*REQUIREMENT:* Find every line in the listing below that contains the word "identify" and copy each of those lines.

-- start of DATA TO USE --

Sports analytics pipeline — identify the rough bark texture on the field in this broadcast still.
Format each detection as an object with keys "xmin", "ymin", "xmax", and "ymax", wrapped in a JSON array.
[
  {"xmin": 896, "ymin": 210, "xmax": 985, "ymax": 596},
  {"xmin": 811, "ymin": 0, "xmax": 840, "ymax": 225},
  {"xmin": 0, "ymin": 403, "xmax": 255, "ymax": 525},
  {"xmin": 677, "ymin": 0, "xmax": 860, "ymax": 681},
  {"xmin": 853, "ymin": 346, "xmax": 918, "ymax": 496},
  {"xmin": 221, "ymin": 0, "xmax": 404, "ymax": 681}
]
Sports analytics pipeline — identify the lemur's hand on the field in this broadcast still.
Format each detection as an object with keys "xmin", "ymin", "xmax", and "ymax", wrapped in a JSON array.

-- end of DATA TO USE --

*ANSWER TO THE TASK:*
Sports analytics pipeline — identify the rough bark texture on the field in this broadcast still.
Sports analytics pipeline — identify the lemur's hand on the field in this broadcast still.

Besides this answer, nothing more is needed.